▸ **Excerpted passage**:
The results are actually quite lovely.

[1]: <https://www.cs.hmc.edu/twiki/bin/view/ModularCS1/SPAM>!

 _Note_ : copy the entire URL, the `!` breaks the hyperlinking.

------
larrys
Interesting, the README file in /usr/share/dict contains this:

\--------------------------------------------------------

# $NetBSD: README,v 1.2 1997/03/26 07:14:32 mikel Exp $

# @(#)README 8.1 (Berkeley) 6/5/93

WEB ---- (introduction provided by jaw@riacs)

\-------------------------

Welcome to web2 (Webster's Second International) all 234,936 words worth.The
1934 copyright has elapsed, according to the supplier. The supplemental
'web2a' list contains hyphenated terms as well as assorted noun and adverbial
phrases. The wordlist makes a dandy 'grep' victim.

\--------------------------------------------------------

------
blago
A good spell checker is still a major feat of software engineering.

▸ **Given information**:
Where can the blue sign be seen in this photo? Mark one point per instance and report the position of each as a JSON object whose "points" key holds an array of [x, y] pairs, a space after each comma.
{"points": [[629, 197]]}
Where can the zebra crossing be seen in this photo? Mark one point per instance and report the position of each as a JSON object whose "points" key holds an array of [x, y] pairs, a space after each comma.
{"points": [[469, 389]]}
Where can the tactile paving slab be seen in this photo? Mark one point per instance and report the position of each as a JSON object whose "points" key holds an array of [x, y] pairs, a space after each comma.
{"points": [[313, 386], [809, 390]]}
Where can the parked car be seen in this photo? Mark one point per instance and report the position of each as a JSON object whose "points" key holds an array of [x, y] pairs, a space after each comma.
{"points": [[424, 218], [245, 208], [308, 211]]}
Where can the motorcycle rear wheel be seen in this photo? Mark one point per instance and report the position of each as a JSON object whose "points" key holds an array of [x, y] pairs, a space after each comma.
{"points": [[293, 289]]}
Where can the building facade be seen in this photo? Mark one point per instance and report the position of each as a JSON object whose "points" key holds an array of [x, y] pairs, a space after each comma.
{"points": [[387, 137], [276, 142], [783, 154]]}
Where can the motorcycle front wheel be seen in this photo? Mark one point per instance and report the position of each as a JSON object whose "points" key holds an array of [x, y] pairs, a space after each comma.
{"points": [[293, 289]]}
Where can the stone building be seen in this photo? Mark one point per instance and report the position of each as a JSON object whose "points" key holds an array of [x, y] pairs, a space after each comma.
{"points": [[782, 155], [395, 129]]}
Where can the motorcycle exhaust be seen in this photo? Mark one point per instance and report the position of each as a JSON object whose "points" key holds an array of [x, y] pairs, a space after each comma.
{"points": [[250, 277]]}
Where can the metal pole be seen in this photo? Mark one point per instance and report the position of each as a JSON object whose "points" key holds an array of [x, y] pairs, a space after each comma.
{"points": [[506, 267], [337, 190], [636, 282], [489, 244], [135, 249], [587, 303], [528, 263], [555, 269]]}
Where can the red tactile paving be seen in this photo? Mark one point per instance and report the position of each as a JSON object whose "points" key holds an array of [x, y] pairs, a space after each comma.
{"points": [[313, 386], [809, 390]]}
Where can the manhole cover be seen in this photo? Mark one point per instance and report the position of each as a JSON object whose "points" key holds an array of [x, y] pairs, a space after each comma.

▸ **Exercises to complete**:
1. Translate this sentence from the thread about the /usr/share/dict word list into Spanish: "A good spell checker is still a major feat of software engineering."
2. According to the README quoted in the thread about the /usr/share/dict word list, what does the supplemental 'web2a' list contain?
3. Carry on the thread about the /usr/share/dict word list from its final comment.

▸ **Exercise responses**:
1. Un buen corrector ortográfico sigue siendo una gran hazaña de la ingeniería de software.

2. It contains hyphenated terms as well as assorted noun and adverbial phrases.

3.
------
praptak
Large memory sizes did a similar thing to visibility determination in computer
graphics. Determining which parts of multiple 3D intersecting shapes are
visible used to be tricky and dependent on the shapes - triangle vs triangle
was different than triangle vs sphere, tube vs sphere and so on. Now you can
just use z-buffering which determines the visibility on a per-pixel basis, not
to mention that all of this is implemented for you in hardware.

------
Radim
A better title: "An English-only spellchecker with a fixed, static vocabulary
used to be a major feat of software engineering".

(because other cases still pretty much are)

------
tomrod
Fascinating! I look forward to the day when data collection methods are
similarly looked upon as trivial by future standards. Dealing with PDF
documents one cannot scrape, yet needs the data, gets to be ridiculous!

------
Xurinos
Grate spellcheckers continue two bee a major feet of software engineering.